### Work to be completed
Extract every line of the data below that contains the word "swimming", matching case exactly.

[Start of Data excerpts]

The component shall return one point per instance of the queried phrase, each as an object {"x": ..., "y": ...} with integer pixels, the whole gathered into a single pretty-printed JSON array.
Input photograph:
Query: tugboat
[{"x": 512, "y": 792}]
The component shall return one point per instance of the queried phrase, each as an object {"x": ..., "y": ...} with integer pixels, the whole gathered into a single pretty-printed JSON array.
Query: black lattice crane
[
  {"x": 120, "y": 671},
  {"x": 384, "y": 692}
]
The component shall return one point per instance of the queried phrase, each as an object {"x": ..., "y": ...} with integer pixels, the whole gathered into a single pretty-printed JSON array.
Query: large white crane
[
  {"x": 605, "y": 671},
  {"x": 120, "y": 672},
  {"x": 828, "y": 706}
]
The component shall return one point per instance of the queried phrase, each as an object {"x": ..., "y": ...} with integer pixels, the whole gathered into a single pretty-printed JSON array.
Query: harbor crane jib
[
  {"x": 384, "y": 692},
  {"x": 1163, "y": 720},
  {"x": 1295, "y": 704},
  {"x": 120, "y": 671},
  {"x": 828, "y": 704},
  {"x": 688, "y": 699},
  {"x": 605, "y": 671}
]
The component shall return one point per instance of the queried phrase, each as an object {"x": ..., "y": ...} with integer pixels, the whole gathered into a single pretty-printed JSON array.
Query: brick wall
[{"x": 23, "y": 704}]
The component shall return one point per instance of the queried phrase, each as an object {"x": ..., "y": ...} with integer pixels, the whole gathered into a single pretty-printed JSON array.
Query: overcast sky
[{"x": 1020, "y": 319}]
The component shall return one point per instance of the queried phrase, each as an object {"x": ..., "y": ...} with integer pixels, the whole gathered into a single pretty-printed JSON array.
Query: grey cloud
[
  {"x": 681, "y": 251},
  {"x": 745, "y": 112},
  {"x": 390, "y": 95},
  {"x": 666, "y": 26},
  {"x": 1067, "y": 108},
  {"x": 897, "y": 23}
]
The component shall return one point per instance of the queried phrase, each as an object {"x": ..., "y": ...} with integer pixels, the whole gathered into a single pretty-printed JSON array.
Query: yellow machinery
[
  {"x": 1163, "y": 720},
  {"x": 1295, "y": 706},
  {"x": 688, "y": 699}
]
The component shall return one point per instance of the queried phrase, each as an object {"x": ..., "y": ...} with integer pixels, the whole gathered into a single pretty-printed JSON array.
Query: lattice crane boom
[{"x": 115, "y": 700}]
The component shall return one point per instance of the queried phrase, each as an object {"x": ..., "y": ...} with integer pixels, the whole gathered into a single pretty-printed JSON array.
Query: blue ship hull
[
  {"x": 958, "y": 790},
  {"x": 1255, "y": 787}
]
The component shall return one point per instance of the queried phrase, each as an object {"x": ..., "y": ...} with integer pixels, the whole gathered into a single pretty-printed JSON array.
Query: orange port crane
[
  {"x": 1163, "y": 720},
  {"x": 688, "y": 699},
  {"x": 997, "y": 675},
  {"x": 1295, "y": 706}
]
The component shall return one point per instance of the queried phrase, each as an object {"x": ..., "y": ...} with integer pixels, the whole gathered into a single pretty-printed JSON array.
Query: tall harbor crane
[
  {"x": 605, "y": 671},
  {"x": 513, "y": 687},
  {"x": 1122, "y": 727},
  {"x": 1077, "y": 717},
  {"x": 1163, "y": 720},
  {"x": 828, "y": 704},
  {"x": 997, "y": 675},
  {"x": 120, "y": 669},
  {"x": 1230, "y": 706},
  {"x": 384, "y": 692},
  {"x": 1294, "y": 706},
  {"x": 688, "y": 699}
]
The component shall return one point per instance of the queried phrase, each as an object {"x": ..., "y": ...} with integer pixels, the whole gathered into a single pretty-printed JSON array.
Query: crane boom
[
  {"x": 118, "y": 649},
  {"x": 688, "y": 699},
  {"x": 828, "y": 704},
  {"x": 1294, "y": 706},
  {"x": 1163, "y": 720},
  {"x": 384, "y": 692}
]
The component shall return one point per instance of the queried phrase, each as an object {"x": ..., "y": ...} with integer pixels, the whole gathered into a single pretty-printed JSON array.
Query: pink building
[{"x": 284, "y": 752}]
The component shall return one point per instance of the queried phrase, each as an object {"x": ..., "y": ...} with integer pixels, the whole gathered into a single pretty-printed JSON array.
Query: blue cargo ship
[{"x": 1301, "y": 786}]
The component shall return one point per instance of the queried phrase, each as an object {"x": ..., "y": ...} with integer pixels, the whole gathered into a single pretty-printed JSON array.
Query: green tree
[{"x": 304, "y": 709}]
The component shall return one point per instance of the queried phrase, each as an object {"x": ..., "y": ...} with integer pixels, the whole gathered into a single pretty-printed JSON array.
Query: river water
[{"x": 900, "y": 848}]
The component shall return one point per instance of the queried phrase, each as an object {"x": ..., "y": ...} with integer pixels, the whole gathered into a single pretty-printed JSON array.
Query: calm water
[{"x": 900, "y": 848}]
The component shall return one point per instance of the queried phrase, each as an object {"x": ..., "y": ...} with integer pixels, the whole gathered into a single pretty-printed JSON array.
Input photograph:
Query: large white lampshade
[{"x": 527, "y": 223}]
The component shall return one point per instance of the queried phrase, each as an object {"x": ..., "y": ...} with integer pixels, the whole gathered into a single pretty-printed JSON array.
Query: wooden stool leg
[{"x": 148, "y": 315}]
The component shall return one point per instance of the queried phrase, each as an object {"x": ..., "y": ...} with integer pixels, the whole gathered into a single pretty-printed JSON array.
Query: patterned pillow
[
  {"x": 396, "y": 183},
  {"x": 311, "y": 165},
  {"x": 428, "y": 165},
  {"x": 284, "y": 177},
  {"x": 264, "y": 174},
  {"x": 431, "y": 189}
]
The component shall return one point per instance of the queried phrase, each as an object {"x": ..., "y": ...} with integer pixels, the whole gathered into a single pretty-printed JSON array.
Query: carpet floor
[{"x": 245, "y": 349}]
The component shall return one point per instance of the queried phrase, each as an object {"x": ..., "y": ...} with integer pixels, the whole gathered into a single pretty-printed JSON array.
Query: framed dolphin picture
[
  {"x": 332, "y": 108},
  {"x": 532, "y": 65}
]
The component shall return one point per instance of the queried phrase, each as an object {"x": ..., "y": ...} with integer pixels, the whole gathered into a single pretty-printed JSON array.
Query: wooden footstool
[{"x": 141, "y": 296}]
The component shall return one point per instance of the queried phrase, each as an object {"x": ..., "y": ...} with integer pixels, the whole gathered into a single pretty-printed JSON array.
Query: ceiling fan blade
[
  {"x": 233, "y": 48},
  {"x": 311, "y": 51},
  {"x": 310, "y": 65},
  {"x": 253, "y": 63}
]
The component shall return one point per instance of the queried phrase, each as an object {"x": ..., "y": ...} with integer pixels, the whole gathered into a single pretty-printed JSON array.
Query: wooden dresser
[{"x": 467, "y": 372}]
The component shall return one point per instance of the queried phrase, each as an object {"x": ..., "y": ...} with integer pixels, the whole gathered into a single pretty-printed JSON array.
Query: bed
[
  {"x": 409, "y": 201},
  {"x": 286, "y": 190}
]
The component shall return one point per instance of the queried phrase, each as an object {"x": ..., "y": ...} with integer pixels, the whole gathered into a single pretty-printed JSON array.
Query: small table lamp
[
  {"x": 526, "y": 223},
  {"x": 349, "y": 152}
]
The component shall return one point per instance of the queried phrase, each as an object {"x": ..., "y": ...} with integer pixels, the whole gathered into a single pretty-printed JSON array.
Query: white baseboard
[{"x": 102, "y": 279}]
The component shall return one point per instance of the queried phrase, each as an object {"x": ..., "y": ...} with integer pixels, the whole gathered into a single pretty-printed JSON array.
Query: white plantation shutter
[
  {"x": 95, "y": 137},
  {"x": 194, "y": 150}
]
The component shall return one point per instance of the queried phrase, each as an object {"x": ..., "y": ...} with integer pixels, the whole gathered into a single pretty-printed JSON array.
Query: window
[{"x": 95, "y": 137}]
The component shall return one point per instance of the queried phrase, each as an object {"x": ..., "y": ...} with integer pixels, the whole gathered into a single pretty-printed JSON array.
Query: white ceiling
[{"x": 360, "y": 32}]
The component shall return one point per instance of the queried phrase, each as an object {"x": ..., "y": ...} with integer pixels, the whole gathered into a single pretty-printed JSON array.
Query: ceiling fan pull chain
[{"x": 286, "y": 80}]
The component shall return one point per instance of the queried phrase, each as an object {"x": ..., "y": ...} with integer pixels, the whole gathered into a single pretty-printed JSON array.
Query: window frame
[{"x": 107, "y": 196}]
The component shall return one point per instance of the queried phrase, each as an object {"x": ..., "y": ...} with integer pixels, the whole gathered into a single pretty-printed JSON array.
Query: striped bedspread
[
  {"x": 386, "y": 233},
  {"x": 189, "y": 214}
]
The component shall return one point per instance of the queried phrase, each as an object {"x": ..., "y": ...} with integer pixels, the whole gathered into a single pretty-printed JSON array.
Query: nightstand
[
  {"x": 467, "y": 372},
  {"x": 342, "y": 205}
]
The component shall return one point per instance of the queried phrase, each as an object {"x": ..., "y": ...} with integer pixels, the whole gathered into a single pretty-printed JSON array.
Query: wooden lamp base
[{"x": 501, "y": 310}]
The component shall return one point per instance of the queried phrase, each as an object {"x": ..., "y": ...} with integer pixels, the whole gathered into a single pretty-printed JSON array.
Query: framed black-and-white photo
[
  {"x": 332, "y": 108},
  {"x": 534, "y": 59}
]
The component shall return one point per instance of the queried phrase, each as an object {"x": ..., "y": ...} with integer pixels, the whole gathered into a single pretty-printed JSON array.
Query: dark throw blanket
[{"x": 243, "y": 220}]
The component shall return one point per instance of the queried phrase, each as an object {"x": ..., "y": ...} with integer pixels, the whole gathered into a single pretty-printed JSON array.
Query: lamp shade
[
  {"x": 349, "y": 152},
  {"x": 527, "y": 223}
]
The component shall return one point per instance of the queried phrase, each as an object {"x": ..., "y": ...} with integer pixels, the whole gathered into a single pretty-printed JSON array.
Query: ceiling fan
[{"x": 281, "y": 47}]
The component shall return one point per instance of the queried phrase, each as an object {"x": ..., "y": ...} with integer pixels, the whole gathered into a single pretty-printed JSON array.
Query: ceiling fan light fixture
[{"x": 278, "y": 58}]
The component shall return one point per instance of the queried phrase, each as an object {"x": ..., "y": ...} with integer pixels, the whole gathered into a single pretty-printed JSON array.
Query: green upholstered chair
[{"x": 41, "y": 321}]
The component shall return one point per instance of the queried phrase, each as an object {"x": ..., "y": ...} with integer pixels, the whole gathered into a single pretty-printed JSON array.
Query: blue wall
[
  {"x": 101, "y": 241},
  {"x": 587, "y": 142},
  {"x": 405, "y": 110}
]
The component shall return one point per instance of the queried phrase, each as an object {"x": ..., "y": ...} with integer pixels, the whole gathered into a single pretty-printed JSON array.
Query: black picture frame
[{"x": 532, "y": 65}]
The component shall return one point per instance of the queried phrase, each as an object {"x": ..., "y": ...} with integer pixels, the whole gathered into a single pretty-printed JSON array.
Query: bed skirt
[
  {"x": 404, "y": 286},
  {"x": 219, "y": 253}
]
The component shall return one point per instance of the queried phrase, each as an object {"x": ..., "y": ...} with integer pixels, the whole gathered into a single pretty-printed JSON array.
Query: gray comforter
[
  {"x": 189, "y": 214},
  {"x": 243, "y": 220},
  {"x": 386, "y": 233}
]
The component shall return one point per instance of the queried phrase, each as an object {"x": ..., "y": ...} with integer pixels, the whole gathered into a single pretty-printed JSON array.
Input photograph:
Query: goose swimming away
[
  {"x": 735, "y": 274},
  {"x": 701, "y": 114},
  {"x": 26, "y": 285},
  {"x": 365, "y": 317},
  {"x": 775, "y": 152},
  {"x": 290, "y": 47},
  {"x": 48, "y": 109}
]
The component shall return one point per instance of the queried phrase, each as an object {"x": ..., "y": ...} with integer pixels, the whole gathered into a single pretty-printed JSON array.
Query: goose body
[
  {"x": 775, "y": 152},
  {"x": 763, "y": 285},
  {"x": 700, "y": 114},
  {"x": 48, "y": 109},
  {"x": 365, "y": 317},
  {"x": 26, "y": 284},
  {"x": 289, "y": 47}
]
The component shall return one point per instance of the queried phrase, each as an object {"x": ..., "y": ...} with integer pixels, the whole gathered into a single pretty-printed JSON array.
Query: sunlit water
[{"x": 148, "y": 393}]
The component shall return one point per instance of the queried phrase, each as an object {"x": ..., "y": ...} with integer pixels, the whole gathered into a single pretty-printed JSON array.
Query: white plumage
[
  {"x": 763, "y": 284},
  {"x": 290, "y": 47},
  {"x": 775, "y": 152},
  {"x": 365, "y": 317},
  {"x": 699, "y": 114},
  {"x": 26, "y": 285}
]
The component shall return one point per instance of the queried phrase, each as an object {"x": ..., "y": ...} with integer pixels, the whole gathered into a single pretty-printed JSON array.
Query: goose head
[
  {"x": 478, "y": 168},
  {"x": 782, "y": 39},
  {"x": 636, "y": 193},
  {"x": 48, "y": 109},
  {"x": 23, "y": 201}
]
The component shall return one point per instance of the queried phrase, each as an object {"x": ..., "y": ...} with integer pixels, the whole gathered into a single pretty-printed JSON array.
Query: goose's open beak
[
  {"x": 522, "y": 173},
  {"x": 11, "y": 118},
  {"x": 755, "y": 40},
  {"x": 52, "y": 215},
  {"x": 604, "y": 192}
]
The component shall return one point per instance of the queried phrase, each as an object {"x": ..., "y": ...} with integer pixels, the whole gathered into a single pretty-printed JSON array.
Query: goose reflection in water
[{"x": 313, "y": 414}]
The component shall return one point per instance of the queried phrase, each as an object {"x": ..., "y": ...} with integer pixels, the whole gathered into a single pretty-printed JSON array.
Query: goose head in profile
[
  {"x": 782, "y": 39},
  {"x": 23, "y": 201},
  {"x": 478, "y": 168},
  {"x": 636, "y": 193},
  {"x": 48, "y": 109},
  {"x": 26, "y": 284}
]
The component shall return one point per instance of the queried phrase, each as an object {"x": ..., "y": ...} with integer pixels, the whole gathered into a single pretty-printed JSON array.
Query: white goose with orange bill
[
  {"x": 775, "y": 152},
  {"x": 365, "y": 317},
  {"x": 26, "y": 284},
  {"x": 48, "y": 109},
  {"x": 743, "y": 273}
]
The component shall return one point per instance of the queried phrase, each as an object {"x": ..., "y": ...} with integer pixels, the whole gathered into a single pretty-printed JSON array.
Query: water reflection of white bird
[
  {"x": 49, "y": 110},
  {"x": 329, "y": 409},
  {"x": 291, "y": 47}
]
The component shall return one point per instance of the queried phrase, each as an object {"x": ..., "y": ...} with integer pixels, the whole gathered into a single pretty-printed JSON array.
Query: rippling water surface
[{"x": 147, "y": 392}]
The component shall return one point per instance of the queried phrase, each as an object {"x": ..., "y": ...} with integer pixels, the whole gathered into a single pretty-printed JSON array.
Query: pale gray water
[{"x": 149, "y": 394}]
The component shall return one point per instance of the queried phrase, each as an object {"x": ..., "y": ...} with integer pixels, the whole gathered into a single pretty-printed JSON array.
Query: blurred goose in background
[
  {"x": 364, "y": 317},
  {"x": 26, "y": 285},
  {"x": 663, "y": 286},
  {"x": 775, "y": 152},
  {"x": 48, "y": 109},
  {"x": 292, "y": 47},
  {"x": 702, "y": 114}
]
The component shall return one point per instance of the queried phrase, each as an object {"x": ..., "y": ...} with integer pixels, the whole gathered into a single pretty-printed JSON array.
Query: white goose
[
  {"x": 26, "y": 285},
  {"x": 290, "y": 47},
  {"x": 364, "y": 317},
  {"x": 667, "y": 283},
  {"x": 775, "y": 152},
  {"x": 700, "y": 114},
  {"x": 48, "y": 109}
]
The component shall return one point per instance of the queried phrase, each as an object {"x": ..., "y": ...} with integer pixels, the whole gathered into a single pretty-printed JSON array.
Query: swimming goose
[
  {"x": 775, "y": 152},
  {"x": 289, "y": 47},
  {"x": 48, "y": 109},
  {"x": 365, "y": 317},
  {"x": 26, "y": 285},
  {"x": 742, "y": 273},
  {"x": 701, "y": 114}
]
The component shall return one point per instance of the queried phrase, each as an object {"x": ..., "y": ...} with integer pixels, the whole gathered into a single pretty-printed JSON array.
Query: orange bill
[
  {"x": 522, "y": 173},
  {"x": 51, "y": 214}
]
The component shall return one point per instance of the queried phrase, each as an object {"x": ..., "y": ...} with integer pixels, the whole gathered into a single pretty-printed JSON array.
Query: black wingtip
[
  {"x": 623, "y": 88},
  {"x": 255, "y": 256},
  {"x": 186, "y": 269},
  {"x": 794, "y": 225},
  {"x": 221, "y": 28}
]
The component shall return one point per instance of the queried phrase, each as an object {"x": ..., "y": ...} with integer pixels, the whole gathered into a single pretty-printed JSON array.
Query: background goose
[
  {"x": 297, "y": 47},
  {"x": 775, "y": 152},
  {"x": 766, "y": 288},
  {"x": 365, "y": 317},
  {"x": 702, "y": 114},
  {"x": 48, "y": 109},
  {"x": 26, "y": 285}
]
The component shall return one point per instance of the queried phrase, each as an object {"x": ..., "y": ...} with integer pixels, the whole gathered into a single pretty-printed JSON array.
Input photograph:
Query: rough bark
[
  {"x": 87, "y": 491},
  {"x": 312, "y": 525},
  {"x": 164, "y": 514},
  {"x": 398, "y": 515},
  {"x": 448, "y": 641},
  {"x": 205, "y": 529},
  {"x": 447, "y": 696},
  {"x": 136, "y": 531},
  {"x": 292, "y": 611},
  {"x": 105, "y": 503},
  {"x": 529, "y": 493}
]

[End of Data excerpts]

### Full response
Query: goose swimming away
Query: swimming goose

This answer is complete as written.